§ WHAT YOU NEED TO DO: Please continue the passage below about Ellen Douglass School and the Child Guidance Clinic, starting right after its final sentence.

Crosland with students. June 22, 1967, Winnipeg Tribune.
The principal for much of its first decade was Margaret Crosland, a graduate of the University of Manitoba. She would go on to earn her PhD at the University of Toronto and become the province's Assistant Director of Special Services with the Department of Education.
In 1961, the Ellen Douglass School Auxiliary started under the leadership of Mrs. S. Patterson.
This group, made up mainly of parents, hosted a variety of fundraising events and worked with social service agencies to raise money for the wide range of modified equipment, everything from kitchen electronics and typewriters to playground equipment, needed by the school.
Students on a field trip. May 12, 1965, Winnipeg Tribune
The school and its students were received positively.
Field trips and special events were often covered by local media. Police Chief Robert Taft, who sometimes visited, once told a reporter: "It's humbling to come here and see the courage (of the children)."
In 1967, Princess Alexandra visited Kildonan Park for a Centennial celebration. A relay team made up of students from Ellen Douglas School wound its way through the park to present the Royal with the Manitoba coat of arms.
The building was also home to the Child Guidance Clinic of Greater Winnipeg, which opened on the second floor in January 1961.
The clinic was created in 1951 through the amalgamation of a number of existing services, including a child guidance department run by Winnipeg School Division No. 1 and child psychiatric and counselling services offered through the healthcare system. Its goal was to be able to assess, monitor and treat "problem children" through a single entity.
The services of the new clinic were available to all 105,000 students from all of the school divisions in Greater Winnipeg. Similar to Ellen Douglass School, it was funded jointly by the Winnipeg School Division and the province's Department of Health and Social Services.
November 4, 1960, Winnipeg Free Press
The pairing of these two institutions in one building was first proposed in 1958 and considered a "win - win" relationship.
Prior to this, the clinic was housed in the annex of Victoria Albert School but needed a permanent home as close to the Children's Hospital as possible. As this site was adjacent to hospital land, it was able to be connected by tunnel.

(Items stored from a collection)
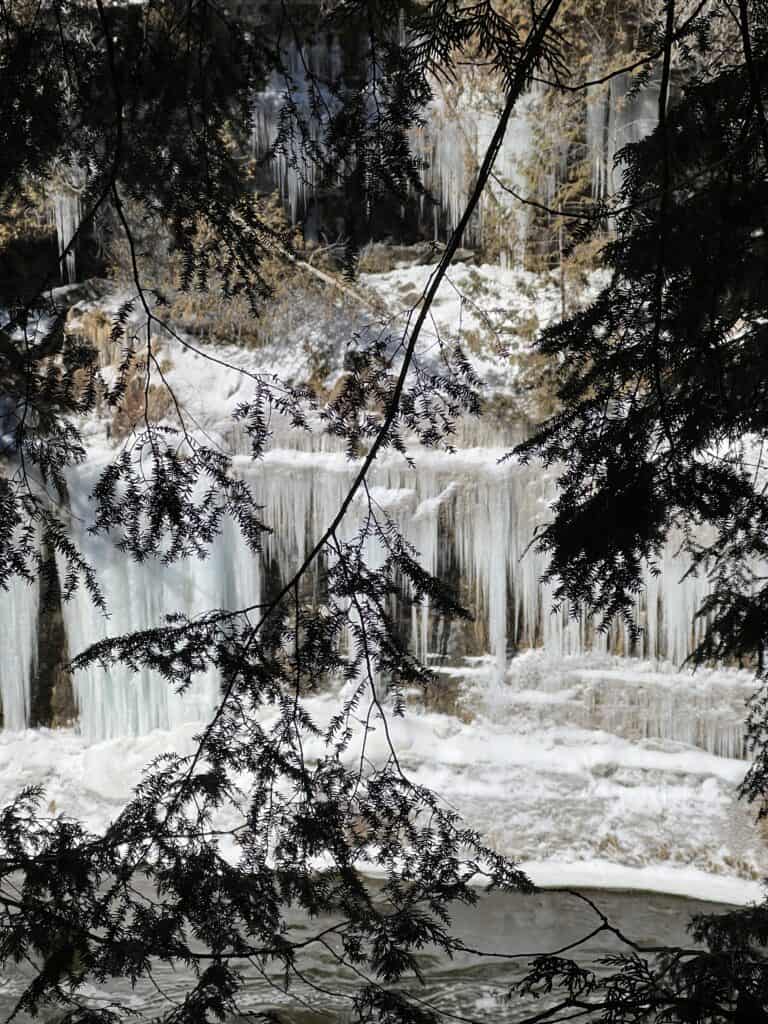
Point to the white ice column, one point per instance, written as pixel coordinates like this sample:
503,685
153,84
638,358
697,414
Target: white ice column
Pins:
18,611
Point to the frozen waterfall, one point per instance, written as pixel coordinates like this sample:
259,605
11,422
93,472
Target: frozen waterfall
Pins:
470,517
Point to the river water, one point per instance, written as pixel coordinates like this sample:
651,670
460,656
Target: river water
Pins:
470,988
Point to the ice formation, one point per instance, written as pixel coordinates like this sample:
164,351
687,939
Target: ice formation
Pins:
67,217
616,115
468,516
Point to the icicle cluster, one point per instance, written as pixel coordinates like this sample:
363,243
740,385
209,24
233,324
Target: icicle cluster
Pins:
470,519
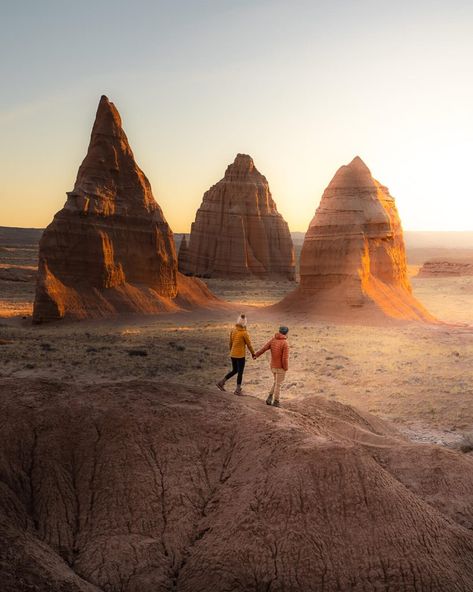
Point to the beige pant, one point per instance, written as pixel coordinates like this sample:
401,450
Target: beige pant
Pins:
* * *
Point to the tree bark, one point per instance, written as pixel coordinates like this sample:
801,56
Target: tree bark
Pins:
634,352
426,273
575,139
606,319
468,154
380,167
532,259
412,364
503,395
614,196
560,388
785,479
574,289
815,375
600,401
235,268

§ RESPONSE:
For the school portion, it is unlikely that the school division would have paid for the construction of a custom building for such a small number of students. So, not only did Ellen Douglass students get a new building, they also had immediate access to the many professional services offered by the clinic staff upstairs.
Top: May 6, 1967, Winnipeg Tribune
Bottom: June 13, 1979, Winnipeg Free Press
Bottom: June 13, 1979, Winnipeg Free Press
By 1963, the clinic had 70 staff serving about 8,500 children in the school system and needed more space. In 1969, they expanded into the building's basement, but soon found themselves tight on space again.
By the late 1960s, Ellen Douglass School was also overcrowded. More disabled children were entering the school system and there was a growing movement to have them attend community schools rather than specialized institutions.
During the 1977 - 78 school year, fifteen Ellen Douglass students were transferred to a renovated portion of Lord Roberts School. The trial run was deemed a success and the following year the remaining 45 students were transferred.
In September 1979, much of 700 Elgin Avenue's main floor was leased out to the International Centre primarily to provide English language classes for new immigrants.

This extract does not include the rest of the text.